Apis mellifera simensis

Scientific classification
- Kingdom: Animalia
- Phylum: Arthropoda
- Class: Insecta
- Order: Hymenoptera
- Family: Apidae
- Genus: Apis
- Species: A. mellifera
- Subspecies: A. m. simensis
- Trinomial name: Apis mellifera simensis Meixner, Leta, Koeniger, Fuchs 2011
- Synonyms: Apis mellifera bandasii Mogga 1988; Apis mellifera woyi-gambella Amssalu 2004;

= Apis mellifera simensis =

Subspecies of honey bee

Apis mellifera simensis is known by the common name of the Ethiopian honey bee, discovered in 2011 through DNA analysis, which directly contradicted previous researchers which had misidentified the honey bees of Ethiopia, attributing them to neighboring subspecies in eastern Africa, in part due to similar Morphometrics. A. m. simensis was found to deviate substantially from other Apis mellifera when genetically analysed, in that a new Y Lineage branch of the Apis mellifera was created for them: There had previously thought to be up to five different subspecies within Ethiopia.

They are larger than most honey bees of Africa, only slightly smaller than the Egyptian Apis mellifera lamarckii to the north, and slightly larger than the Apis mellifera monticola to the south; however, they have much longer and broader wings typical of larger honey bees. They are usually very dark, like the A. m. monticola, occasionally with some pigmentation, and also like the A. m. monticola, they have relatively longer hair.

Referring expression pointing data:
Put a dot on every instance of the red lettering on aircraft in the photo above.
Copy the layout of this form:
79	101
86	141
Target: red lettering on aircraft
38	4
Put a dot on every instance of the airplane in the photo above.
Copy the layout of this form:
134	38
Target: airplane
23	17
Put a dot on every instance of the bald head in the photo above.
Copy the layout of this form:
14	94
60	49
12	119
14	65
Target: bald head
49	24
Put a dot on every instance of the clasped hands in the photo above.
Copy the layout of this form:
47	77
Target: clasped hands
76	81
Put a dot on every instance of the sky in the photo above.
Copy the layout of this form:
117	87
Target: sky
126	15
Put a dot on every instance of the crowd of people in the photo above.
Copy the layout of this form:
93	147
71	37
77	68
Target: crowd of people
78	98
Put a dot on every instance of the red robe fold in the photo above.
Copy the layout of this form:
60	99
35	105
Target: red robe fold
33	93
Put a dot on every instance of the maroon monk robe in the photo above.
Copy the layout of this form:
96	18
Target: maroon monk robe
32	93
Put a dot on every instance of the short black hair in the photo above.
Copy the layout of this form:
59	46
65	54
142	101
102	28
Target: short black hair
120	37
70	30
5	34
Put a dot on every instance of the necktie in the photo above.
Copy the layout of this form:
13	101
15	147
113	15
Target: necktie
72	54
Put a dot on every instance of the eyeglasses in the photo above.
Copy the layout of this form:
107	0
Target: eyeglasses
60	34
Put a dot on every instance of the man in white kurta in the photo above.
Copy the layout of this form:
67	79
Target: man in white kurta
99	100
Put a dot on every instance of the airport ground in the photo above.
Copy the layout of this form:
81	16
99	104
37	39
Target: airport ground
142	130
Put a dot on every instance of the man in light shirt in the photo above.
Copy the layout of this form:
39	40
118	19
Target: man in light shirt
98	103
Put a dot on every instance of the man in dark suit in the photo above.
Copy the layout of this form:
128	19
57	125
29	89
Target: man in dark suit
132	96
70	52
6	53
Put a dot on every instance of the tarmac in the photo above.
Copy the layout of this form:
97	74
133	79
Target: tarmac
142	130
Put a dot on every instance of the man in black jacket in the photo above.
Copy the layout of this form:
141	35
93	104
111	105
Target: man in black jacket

_Prompt A_. From the passage on Apis mellifera simensis, quote the text starting with "They are larger" and going on through "relatively longer hair.".
_Prompt B_.
Answer these questions using the passage on Apis mellifera simensis:
(i) In what year was the subspecies discovered?
(ii) Which subspecies to the north is slightly larger than the Ethiopian honey bee?
(iii) Which synonym is credited to Mogga 1988?

_Written answer A_.
They are larger than most honey bees of Africa, only slightly smaller than the Egyptian Apis mellifera lamarckii to the north, and slightly larger than the Apis mellifera monticola to the south; however, they have much longer and broader wings typical of larger honey bees. They are usually very dark, like the A. m. monticola, occasionally with some pigmentation, and also like the A. m. monticola, they have relatively longer hair.

_Written answer B_.
(i) 2011
(ii) The Egyptian Apis mellifera lamarckii
(iii) Apis mellifera bandasii